__REQUEST A__: Please find every line in the entries that contains the string "hazy" and copy each of those lines.

##### GIVEN TEXT #####

I'm reading "Beginning Ruby on Rails E-Commerce".
Caution: Although textilize is a cool quick-and-dirty helper, as a rule
of thumb, it should never be used in a production setting.
What's wrong with textilize?
What's a better alternative?
I haven't used it myself, but textile is redcloth... and I seem to remember a thread awhile back (not even sure it was this group) about redcloth vs bluecloth and speed issues... So maybe textile is kind of slow?
But again, I haven't used it, so could be completely wrong. Search google for textile/redcloth/bluecloth for more...
Philip Hallstrom wrote:
I'm reading "Beginning Ruby on Rails E-Commerce".
Caution: Although textilize is a cool quick-and-dirty helper, as a rule
of thumb, it should never be used in a production setting.
What's wrong with textilize?
What's a better alternative?
I haven't used it myself, but textile is redcloth... and I seem to
remember a thread awhile back (not even sure it was this group) about
redcloth vs bluecloth and speed issues... So maybe textile is kind of
slow?

##### GIVEN ENTRIES #####

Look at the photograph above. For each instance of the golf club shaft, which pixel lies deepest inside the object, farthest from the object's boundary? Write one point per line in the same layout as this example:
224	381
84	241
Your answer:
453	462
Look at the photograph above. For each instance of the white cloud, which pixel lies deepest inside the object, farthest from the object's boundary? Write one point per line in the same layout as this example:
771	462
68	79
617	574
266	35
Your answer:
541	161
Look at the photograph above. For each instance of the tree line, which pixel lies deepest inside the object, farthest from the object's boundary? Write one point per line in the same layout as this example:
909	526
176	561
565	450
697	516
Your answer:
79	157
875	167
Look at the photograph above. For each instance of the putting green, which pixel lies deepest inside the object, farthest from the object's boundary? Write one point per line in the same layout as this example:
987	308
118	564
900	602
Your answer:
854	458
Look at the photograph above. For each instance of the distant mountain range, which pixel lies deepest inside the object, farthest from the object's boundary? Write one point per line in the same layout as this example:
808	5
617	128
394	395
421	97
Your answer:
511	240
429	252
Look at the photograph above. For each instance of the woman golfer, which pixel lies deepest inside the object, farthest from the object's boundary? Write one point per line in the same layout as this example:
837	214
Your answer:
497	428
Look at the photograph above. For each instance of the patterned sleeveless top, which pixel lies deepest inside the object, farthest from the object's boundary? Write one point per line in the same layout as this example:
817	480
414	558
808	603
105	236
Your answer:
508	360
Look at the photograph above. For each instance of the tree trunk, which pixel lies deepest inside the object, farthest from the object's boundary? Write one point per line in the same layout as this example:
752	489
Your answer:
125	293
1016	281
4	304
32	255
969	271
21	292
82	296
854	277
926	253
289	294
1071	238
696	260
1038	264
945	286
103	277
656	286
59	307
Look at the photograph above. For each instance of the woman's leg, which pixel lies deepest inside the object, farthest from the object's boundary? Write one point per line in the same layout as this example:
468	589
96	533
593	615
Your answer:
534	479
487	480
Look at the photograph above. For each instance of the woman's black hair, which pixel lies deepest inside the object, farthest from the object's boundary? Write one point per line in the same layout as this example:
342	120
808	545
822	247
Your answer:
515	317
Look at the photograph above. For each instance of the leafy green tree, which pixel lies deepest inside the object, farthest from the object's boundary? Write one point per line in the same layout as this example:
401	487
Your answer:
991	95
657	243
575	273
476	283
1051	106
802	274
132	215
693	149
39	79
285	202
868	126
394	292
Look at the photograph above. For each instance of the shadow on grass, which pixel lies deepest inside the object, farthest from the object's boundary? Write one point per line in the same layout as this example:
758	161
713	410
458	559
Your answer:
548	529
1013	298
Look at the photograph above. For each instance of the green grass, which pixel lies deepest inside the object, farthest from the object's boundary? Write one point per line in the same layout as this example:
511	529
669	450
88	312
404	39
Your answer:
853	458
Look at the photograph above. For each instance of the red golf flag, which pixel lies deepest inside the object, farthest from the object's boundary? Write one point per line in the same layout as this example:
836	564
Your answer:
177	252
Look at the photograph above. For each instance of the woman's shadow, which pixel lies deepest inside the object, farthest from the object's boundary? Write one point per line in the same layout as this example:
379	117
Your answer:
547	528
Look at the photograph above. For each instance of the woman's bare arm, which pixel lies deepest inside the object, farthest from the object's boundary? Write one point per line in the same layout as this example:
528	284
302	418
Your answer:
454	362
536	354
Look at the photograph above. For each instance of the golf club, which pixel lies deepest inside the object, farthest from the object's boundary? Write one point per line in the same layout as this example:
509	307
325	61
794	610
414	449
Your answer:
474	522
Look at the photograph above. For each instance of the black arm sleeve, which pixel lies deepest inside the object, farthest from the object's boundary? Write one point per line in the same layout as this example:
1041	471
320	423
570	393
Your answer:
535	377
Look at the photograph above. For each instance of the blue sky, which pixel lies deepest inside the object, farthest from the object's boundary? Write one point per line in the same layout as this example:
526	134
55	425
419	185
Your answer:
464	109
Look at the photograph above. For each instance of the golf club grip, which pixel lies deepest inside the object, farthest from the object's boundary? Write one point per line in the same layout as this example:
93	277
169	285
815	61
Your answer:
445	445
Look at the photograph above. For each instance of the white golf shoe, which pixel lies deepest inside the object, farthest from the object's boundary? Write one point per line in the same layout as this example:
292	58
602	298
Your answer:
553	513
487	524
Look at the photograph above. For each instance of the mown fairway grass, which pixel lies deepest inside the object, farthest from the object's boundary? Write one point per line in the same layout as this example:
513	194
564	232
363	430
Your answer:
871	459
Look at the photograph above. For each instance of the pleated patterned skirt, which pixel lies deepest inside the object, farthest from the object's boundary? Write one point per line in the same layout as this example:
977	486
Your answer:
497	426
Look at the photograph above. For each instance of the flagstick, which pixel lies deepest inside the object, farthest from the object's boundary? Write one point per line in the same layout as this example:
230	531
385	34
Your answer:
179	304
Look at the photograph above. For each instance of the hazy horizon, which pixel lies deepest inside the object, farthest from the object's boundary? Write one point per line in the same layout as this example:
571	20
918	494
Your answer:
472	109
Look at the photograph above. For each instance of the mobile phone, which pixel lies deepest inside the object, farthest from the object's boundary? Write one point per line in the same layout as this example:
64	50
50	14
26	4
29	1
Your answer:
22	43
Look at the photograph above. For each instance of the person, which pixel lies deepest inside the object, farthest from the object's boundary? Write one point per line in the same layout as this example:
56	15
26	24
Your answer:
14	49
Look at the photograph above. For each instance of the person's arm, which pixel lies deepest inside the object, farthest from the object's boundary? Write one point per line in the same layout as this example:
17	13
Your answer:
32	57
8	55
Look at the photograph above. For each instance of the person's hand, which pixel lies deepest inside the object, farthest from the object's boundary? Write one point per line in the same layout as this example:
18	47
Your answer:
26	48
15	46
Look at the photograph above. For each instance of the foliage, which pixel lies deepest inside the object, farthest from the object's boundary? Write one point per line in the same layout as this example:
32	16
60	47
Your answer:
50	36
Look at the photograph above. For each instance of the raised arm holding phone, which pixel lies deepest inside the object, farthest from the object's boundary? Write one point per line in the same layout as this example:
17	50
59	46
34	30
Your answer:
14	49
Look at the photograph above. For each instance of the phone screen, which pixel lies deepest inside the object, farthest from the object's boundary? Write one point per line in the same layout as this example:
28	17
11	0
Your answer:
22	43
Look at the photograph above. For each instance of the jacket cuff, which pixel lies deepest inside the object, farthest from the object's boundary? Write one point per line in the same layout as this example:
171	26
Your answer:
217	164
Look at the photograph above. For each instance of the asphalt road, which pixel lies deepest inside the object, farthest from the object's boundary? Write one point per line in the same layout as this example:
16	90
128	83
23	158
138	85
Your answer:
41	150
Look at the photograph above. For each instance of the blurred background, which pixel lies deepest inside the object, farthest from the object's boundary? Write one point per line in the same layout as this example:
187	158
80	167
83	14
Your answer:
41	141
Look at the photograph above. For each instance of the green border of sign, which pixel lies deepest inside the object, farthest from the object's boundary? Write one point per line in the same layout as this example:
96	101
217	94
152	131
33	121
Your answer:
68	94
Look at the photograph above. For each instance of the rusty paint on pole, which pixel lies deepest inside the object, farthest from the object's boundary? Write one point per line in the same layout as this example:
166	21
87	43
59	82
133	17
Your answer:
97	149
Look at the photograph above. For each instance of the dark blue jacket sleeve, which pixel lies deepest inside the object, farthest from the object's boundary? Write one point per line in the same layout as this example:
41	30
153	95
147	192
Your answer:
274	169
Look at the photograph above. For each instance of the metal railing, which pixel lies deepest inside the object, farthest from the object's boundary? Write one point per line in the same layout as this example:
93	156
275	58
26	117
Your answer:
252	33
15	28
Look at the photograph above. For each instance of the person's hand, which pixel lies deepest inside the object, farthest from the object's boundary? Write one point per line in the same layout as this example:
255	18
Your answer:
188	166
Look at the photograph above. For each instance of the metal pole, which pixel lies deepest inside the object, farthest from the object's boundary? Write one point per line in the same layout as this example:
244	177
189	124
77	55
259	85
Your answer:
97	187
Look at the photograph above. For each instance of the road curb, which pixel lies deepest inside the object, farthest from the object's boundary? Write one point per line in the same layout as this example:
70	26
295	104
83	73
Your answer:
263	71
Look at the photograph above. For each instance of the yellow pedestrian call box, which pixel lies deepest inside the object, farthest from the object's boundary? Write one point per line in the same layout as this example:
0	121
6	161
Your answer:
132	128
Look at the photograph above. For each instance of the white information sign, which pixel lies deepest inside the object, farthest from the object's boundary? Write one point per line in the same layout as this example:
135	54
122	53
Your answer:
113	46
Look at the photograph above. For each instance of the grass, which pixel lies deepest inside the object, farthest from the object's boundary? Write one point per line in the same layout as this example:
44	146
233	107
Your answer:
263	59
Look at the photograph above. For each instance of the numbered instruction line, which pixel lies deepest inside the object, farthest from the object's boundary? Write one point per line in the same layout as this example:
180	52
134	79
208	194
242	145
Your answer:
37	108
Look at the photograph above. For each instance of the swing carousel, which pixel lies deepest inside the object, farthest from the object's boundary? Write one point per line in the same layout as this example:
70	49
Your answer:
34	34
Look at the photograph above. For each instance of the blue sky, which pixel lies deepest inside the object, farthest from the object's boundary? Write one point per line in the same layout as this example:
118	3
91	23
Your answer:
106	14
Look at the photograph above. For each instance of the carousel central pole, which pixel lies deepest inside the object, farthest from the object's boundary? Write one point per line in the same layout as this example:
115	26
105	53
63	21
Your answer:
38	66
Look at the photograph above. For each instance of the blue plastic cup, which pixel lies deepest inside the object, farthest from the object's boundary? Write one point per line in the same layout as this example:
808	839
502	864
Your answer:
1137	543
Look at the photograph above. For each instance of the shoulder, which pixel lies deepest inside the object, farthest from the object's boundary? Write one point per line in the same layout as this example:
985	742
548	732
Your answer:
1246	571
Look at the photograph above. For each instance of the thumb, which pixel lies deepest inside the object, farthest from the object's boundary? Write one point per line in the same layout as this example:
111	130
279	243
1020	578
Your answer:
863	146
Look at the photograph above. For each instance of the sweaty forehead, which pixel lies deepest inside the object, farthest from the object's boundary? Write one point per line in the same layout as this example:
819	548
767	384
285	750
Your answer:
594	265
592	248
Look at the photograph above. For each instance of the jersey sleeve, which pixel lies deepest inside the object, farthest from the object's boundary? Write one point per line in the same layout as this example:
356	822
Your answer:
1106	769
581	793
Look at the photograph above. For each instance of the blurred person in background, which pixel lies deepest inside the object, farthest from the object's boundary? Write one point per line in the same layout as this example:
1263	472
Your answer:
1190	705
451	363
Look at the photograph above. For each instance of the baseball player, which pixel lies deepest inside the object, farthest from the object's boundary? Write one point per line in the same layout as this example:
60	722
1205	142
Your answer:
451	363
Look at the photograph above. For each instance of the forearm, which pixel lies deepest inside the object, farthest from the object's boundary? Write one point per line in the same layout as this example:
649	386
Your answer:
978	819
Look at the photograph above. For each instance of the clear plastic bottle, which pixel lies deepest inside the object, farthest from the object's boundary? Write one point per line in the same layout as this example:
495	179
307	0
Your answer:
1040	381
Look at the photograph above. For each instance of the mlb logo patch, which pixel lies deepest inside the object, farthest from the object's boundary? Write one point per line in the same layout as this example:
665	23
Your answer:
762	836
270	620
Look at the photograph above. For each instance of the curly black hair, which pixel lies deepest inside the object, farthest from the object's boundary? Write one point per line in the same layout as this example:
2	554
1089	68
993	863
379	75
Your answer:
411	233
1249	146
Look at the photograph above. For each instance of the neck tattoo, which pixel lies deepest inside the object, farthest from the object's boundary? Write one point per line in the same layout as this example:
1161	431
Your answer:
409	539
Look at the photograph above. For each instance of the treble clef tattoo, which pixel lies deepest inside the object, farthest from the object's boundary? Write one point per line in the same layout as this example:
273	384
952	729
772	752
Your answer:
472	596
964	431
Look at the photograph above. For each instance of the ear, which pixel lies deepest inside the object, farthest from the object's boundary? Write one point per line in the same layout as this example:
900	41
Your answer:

#####

__REQUEST B__: List each distinct question that appears in the thread about textilize, counting a repeated question only once.

__FULL SOLUTION A__:
Look at the photograph above. For each instance of the hazy horizon, which pixel lies deepest inside the object, farthest from the object's boundary? Write one point per line in the same layout as this example:

__FULL SOLUTION B__:
What's wrong with textilize?
What's a better alternative?
So maybe textile is kind of slow?